• [READING PASSAGE]

•••

Friday, February 18, 2011

So Long 2010. HELLO 2011!!!

2010 was full of so many beautiful moments: bliss, trials, victories, new songs, old songs, new friends, CHANGE, deep worship, conviction.



Only 21 yrs. old still and feel like I am going on 30yrs. A lot of life seems to have happened. A few moments ago, my fiancée (Brian) came up and kissed my cheek. The words, "I still want to do so many things...." left my mouth. This past year I have gotten to see so many young men and women, sons and daughters of the King encounter God in worship. A few months ago, I was leading worship at The ROCK CHURCH here in SD. I was singing a song by Chris Tomlin called, "God of this City". There is a line in it that says, "Greater things have yet to come, greater things are still to be done..." In the last service that Sunday, the Holy Spirit fell on me a spoke to my heart. The words I had been singing, the truth I had been believing for years FINALLY seemed to hit the bottom of my heart. That lyric shook me to my core and I have never been the same since.



For years I have been guilty of running after a dream, a vision in my own strength and limited understanding. The weight of all that I hope to see, do, touch, and taste all the sudden felt so far away and unattainable. In that moment I realized that somewhere in the last couple of years, I had begun to depend more on my ability to accomplish GOD'S VISION for my life than GOD Himself. I remembered God doesn't call the able, He enables the called. Nothing I had seen in 2 albums time and 3 years on ministry was in my own doing AND nothing I will see the years of ministry to come have anything to do with what I earn on my own. Grace is a gift to me and you.



I WAS REFRESHED. I am being refreshed. My heart is so full.

•••

• [LISTED ENTRIES]
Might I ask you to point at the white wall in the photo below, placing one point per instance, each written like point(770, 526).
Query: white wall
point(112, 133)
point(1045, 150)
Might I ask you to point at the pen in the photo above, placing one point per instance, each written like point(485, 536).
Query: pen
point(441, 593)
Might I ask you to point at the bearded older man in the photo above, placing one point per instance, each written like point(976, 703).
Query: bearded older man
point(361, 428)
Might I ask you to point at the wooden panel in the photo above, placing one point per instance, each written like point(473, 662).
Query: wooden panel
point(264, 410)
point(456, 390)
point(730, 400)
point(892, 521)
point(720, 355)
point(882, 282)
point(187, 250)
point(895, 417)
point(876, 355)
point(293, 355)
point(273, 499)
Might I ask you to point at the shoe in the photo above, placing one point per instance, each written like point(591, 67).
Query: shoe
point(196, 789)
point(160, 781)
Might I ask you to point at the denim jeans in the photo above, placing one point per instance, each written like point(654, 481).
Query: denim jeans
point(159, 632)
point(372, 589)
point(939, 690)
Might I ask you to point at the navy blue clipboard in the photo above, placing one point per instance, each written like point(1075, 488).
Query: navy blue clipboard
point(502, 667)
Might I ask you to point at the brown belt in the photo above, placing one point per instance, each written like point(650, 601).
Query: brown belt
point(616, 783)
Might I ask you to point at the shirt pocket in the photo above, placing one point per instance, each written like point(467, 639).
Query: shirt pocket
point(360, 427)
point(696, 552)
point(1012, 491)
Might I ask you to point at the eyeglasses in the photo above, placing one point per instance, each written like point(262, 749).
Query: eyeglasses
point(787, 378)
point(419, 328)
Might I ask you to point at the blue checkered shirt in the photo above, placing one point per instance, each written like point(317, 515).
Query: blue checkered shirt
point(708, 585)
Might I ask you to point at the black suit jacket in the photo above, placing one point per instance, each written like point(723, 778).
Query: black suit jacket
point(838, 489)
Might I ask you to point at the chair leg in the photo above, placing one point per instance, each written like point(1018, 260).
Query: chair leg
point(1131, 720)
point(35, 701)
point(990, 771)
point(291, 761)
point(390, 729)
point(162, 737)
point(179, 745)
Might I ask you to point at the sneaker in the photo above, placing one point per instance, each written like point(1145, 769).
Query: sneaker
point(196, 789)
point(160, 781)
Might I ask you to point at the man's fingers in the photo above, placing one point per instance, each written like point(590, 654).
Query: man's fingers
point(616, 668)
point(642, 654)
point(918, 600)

•••

• [PROBLEMS TO WORK ON]
A – In the blog post about 2010, rewrite the part that opens with the words containing "For years I" and closes with "is so full.", swapping "gift" for "present".
B – Answer these questions from the blog post:
(i) What age does the writer give?
(ii) What was the title of the Chris Tomlin song the writer was singing at The ROCK CHURCH?
(iii) How many albums does the writer mention?

• [SOLUTIONS BELOW]
A –
For years I have been guilty of running after a dream, a vision in my own strength and limited understanding. The weight of all that I hope to see, do, touch, and taste all the sudden felt so far away and unattainable. In that moment I realized that somewhere in the last couple of years, I had begun to depend more on my ability to accomplish GOD'S VISION for my life than GOD Himself. I remembered God doesn't call the able, He enables the called. Nothing I had seen in 2 albums time and 3 years on ministry was in my own doing AND nothing I will see the years of ministry to come have anything to do with what I earn on my own. Grace is a present to me and you.



I WAS REFRESHED. I am being refreshed. My heart is so full.

B –
(i) 21 years old
(ii) "God of this City"
(iii) 2